### WHAT NEEDS TO BE DONE
Word for word, retype each record shown below.

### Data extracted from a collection
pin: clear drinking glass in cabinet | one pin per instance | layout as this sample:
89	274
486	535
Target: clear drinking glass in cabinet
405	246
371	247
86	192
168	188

### RESULT
pin: clear drinking glass in cabinet | one pin per instance | layout as this sample:
89	274
486	535
Target: clear drinking glass in cabinet
405	246
371	247
86	192
168	188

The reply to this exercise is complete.